Source records
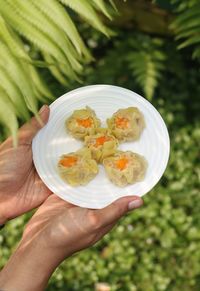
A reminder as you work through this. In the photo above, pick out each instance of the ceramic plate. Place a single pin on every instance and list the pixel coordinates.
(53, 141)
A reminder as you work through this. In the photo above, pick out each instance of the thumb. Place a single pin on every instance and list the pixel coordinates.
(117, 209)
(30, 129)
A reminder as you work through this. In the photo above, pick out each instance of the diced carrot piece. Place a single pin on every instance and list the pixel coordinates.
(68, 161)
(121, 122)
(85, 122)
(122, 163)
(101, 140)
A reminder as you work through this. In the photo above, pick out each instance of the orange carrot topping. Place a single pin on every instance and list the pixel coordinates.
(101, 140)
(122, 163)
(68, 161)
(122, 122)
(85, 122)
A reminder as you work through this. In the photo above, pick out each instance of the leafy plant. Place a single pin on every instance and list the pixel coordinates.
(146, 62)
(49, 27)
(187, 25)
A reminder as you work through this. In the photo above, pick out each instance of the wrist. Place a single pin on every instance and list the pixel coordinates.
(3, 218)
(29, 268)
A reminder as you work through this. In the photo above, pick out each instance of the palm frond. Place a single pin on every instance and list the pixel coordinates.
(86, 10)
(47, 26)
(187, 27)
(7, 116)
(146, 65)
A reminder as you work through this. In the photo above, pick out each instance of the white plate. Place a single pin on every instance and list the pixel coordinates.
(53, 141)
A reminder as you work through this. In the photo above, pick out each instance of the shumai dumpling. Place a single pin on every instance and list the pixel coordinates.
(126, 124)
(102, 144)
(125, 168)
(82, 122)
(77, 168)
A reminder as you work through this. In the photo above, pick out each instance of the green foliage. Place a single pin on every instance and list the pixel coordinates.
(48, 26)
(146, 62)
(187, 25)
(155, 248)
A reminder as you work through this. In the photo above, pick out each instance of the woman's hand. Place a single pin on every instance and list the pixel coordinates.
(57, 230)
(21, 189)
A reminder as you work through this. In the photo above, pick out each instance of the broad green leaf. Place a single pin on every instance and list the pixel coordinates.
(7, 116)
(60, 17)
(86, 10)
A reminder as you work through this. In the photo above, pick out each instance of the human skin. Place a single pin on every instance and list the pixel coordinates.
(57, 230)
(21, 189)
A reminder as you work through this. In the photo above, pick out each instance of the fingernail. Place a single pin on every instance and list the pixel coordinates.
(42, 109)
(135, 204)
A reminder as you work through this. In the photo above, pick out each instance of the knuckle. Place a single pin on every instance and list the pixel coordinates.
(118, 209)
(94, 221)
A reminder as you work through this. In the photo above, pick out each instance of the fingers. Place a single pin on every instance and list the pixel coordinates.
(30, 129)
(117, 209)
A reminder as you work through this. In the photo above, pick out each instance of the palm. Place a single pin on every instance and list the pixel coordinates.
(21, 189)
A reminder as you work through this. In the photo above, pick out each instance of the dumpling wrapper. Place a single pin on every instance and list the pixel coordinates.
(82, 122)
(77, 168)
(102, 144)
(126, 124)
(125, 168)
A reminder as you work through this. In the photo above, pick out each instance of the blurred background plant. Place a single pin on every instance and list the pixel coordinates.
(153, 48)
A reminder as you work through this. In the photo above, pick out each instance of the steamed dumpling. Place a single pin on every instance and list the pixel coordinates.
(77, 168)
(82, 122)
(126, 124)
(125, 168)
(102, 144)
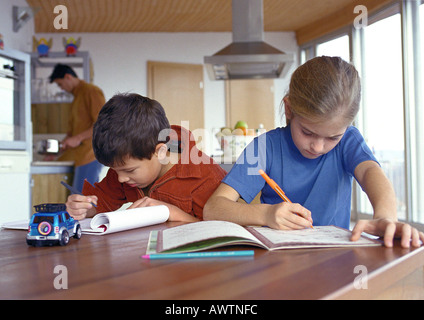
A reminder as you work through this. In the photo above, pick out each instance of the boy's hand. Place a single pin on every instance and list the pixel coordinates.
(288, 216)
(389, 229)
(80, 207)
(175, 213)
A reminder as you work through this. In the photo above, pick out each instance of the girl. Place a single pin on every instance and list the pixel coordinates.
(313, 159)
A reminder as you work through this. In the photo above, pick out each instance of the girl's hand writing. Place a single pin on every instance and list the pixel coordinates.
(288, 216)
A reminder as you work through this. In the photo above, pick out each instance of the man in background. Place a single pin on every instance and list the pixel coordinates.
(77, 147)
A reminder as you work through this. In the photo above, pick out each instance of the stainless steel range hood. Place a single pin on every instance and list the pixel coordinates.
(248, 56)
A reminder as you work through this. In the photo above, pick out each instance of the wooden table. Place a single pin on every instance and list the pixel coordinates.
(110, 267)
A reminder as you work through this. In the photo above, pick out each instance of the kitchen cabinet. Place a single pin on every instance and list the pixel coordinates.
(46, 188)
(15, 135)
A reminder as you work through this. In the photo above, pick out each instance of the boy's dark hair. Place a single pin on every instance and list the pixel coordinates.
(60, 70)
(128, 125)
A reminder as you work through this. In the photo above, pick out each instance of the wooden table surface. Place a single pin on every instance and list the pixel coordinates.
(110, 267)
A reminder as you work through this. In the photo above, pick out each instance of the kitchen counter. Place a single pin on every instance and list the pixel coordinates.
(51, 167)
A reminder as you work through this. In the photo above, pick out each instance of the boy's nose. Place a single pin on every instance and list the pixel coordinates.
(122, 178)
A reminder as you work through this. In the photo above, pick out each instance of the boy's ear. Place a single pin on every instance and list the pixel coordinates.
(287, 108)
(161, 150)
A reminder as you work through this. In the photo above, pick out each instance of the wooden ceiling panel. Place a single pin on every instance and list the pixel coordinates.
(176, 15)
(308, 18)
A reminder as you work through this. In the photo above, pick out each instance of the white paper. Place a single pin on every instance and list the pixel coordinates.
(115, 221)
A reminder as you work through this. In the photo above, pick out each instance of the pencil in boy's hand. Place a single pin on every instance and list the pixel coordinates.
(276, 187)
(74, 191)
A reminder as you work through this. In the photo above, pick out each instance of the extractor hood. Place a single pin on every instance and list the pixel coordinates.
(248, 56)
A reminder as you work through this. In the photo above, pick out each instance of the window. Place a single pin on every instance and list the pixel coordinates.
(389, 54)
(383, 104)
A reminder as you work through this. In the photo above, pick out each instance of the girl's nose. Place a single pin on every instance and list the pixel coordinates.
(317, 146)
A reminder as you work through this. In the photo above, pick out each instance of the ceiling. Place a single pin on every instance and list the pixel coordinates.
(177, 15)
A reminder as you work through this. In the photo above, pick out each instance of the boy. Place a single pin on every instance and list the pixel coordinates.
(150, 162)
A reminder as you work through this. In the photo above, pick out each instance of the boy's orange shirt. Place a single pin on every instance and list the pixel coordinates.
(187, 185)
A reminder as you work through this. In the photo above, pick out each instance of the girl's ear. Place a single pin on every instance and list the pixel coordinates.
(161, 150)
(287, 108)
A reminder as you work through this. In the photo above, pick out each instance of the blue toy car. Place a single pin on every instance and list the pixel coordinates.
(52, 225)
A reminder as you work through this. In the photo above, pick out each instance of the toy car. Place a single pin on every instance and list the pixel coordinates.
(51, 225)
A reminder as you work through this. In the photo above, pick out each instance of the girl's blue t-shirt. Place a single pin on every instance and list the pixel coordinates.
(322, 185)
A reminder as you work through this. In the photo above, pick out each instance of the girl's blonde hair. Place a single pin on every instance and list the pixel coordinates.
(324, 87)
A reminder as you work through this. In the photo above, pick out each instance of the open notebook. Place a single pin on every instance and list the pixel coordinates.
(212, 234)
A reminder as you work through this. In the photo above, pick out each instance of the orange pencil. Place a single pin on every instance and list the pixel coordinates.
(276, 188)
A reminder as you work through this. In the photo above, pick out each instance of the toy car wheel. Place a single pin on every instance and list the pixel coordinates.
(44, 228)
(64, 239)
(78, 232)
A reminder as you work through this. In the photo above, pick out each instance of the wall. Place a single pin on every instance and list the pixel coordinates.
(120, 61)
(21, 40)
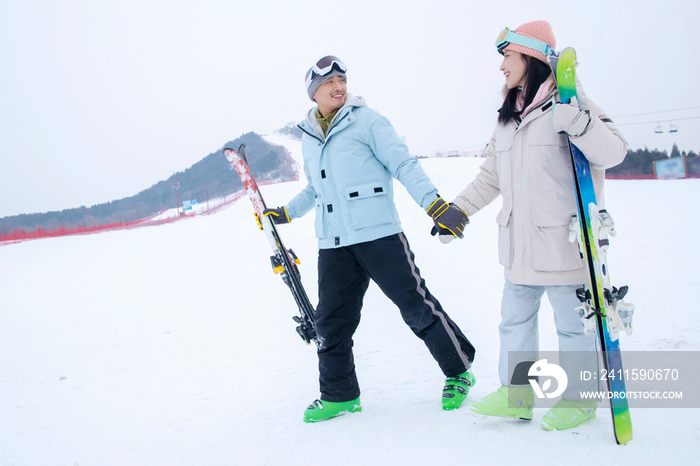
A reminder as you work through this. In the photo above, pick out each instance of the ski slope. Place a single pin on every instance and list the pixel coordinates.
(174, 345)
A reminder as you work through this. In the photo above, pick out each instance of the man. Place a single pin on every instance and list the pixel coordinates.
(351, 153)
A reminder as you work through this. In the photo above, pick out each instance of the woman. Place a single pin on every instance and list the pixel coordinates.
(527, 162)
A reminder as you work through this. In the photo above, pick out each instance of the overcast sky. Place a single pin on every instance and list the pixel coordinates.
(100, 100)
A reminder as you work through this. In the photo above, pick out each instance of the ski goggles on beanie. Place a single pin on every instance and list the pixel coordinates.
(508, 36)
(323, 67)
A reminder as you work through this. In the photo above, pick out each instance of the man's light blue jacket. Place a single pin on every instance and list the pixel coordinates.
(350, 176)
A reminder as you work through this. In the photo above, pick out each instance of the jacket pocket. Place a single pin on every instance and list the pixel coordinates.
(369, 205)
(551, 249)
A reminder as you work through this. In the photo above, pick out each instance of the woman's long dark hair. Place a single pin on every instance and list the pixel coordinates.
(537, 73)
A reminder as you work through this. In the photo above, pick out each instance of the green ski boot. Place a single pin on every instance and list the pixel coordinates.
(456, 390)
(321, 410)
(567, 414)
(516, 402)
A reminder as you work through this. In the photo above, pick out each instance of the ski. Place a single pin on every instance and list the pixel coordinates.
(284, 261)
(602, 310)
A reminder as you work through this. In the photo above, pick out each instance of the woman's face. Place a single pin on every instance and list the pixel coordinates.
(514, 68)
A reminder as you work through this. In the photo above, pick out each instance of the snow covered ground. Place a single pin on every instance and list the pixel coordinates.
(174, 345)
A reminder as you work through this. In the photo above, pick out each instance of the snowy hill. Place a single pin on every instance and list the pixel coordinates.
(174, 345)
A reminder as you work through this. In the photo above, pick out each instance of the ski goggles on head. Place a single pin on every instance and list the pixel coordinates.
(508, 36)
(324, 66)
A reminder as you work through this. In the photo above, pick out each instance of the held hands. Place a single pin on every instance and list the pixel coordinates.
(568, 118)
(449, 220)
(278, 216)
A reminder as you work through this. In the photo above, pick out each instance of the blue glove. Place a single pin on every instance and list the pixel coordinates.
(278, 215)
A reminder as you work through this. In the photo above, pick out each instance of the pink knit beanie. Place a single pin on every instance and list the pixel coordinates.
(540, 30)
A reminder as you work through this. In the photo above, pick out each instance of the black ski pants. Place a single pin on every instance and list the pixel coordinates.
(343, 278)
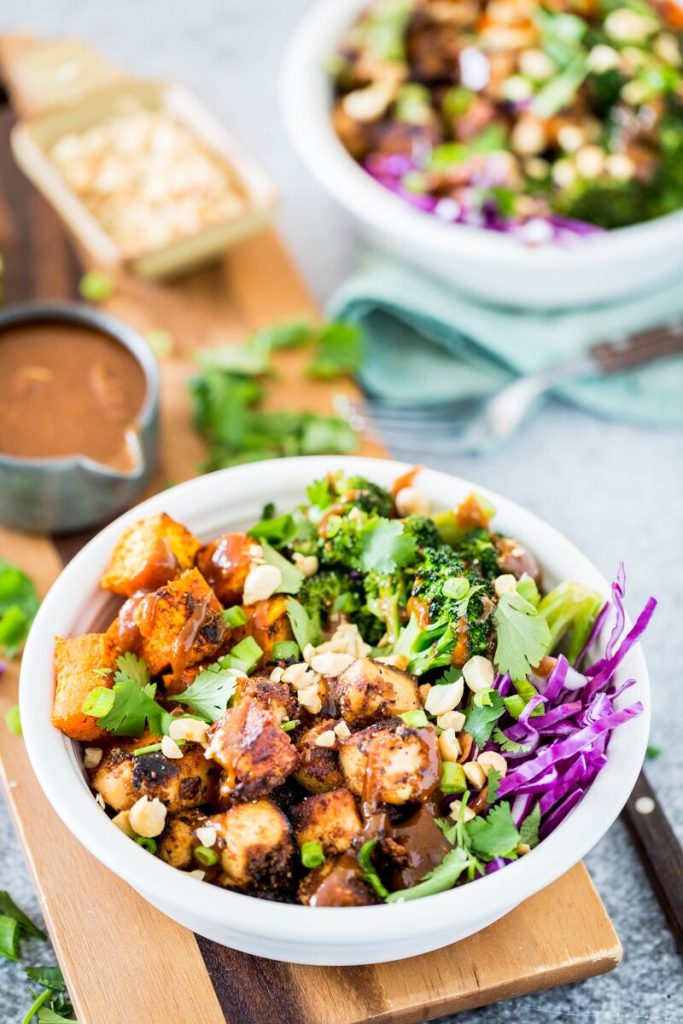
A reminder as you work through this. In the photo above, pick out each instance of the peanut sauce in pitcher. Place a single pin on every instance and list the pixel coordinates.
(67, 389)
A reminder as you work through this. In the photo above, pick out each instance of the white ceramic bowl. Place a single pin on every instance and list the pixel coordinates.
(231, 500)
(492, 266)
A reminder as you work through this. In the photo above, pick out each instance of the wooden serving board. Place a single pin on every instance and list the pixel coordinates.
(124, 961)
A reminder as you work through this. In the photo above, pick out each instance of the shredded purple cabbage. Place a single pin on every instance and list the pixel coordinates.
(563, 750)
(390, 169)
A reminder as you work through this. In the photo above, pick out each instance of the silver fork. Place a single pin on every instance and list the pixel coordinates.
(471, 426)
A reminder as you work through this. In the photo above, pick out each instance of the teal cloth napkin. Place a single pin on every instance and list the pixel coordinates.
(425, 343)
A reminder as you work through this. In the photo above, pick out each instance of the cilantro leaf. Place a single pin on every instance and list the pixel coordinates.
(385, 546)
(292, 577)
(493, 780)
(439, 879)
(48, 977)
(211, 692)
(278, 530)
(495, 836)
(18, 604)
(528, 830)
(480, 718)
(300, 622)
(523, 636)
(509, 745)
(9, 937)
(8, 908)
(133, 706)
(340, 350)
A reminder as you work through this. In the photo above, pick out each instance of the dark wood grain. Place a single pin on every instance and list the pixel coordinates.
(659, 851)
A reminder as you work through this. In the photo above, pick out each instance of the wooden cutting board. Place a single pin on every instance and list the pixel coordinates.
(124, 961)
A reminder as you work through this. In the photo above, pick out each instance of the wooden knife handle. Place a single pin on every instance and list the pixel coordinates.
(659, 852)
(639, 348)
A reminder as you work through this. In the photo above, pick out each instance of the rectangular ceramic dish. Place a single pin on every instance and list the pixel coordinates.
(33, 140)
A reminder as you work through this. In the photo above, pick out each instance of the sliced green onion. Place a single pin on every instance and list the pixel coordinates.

### Task
Nothing from before the line containing "of the rectangular" should appear; copy that line and each one after it through the last line of the entries, exactly.

### Response
A reminder as you work through this. In the photo above, pick out each instance of the rectangular ceramic dish. Place a single pin on every instance and list the pixel coordinates.
(33, 140)
A reminder as you work through this. In the photo above, pick out each instance of the sliced green onion. Place a single pin on every instance and list the pixel coordinates.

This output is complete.